Excerpt from a dataset
_____

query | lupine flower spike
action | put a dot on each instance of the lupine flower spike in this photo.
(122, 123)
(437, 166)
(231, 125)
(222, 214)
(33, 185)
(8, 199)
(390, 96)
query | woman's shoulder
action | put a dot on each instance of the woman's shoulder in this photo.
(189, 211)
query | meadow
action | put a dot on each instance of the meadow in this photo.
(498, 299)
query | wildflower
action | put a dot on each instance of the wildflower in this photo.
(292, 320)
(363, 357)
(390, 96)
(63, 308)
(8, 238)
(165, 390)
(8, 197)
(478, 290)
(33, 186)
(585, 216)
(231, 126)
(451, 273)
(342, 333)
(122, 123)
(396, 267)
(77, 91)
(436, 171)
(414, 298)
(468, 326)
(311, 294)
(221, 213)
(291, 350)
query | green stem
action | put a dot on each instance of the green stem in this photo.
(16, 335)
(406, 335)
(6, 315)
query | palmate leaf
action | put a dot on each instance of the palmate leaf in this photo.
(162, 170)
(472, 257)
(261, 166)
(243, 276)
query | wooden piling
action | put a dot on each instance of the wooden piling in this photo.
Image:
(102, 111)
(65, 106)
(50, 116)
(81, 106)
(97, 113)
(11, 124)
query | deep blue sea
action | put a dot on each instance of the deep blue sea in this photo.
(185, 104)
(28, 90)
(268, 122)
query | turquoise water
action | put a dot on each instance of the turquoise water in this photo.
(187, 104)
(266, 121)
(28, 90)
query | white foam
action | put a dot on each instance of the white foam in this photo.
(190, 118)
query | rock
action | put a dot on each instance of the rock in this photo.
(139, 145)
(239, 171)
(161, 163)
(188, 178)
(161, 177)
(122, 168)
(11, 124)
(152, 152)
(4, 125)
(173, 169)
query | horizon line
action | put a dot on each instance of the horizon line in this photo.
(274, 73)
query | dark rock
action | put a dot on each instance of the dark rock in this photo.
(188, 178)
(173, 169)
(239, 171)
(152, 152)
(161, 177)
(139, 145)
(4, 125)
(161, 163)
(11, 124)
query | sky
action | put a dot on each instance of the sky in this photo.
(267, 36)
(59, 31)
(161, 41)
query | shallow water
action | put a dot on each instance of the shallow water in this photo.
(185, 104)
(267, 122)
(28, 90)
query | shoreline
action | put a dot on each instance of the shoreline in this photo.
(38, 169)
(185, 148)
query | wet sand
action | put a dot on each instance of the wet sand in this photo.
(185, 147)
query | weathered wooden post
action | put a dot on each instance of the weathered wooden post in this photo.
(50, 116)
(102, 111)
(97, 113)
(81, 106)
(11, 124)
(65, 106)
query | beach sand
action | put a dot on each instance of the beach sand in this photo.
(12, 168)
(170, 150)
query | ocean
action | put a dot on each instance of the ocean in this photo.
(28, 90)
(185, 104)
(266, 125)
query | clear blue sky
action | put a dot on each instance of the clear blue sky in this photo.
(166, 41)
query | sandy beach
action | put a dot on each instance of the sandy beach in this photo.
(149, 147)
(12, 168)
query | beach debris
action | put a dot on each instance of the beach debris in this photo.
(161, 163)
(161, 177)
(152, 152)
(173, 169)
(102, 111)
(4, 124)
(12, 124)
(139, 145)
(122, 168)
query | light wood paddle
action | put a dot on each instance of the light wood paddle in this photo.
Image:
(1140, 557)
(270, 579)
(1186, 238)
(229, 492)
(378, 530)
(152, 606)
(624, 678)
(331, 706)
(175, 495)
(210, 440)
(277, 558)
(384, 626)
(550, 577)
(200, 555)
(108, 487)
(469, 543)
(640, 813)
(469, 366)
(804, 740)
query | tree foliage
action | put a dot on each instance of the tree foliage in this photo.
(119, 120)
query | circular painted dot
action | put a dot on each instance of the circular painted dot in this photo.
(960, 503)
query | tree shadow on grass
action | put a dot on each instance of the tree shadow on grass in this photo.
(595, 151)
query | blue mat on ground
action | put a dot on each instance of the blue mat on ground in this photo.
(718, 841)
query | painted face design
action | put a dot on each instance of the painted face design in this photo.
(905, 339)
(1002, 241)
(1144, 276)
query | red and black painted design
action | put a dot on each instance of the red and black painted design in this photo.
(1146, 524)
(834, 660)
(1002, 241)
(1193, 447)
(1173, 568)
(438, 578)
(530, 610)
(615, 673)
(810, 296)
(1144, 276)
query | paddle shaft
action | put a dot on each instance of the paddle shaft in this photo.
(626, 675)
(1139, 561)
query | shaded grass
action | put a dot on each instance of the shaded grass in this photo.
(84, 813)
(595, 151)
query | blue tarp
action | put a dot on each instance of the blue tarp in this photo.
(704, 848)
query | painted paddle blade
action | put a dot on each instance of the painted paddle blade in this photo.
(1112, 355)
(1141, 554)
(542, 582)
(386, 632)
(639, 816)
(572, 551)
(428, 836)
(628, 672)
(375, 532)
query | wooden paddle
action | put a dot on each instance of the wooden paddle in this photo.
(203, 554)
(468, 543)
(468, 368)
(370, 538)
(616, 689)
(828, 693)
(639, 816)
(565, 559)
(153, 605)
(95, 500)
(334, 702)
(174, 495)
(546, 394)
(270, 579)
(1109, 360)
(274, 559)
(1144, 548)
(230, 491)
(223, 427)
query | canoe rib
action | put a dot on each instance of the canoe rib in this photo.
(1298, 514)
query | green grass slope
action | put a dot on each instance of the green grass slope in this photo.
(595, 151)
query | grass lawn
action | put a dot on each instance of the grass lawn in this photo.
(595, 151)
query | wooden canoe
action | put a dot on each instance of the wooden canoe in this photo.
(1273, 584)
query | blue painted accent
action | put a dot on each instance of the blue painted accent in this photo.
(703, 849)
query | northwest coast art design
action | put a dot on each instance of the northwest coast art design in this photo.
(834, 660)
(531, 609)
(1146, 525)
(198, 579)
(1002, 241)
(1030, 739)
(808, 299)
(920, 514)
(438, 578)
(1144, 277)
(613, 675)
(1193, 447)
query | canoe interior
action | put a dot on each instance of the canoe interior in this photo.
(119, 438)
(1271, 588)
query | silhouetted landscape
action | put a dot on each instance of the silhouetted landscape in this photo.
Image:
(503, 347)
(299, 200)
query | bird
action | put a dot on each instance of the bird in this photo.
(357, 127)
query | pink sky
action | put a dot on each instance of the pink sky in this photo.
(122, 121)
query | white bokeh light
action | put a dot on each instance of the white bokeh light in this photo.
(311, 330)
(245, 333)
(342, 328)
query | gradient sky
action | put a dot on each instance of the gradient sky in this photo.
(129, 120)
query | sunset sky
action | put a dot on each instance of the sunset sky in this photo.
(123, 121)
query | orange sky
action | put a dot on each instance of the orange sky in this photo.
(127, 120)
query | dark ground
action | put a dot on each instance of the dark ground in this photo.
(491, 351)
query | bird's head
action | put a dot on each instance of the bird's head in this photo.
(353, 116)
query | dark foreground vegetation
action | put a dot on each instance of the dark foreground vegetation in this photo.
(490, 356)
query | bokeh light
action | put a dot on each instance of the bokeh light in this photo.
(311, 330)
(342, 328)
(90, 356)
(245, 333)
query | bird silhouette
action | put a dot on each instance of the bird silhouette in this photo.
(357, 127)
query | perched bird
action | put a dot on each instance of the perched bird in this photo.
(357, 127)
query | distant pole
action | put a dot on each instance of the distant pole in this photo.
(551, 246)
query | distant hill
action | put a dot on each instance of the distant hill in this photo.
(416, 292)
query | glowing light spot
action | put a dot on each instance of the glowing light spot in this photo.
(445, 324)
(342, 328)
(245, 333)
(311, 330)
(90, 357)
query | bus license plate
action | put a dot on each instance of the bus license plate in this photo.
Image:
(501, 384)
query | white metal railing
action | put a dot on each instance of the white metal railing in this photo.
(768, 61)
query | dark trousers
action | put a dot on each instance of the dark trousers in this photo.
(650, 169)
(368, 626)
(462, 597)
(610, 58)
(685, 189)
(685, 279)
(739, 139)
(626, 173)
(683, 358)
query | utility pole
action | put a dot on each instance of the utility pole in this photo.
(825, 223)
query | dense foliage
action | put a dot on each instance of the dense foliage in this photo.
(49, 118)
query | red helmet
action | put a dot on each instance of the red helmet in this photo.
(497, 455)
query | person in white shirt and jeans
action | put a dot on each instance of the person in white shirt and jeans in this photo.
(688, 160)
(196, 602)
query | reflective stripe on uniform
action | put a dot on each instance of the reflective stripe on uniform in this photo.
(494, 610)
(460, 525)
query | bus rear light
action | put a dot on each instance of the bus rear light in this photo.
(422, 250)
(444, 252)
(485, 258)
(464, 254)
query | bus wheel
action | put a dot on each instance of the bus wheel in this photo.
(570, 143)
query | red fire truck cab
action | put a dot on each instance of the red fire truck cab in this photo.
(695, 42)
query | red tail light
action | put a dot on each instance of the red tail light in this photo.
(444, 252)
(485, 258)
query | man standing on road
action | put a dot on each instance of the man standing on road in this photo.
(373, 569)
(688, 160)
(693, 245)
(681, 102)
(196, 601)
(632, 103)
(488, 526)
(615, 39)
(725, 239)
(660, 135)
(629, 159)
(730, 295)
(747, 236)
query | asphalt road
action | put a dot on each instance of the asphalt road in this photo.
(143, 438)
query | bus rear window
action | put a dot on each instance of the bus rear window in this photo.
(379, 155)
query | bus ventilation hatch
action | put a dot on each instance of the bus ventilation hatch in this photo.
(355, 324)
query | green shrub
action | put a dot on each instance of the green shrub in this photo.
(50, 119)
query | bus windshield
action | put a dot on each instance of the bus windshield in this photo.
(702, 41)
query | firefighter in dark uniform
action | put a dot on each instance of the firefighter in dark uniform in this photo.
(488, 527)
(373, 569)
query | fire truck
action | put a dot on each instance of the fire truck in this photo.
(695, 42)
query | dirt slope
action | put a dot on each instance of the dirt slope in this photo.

_____

#### Problem statement
Everything from the line with "query | bus ventilation hatch" to the end of the listing above needs to be duplicated exactly, both end lines included, with nothing more.

#### Expected answer
query | bus ventilation hatch
action | put a dot on each instance of the bus ventilation hatch in this photo.
(355, 324)
query | green shrub
action | put a dot on each instance of the green shrub in this photo.
(50, 119)
query | bus windshield
action | put a dot on each instance of the bus windshield in this photo.
(702, 41)
query | firefighter in dark uniform
action | put a dot on each instance of the firefighter in dark uniform in this photo.
(488, 527)
(373, 569)
query | fire truck
action | put a dot on each instance of the fire truck in this photo.
(695, 42)
query | dirt slope
action | put a dot on each instance of the dirt slope in this photo.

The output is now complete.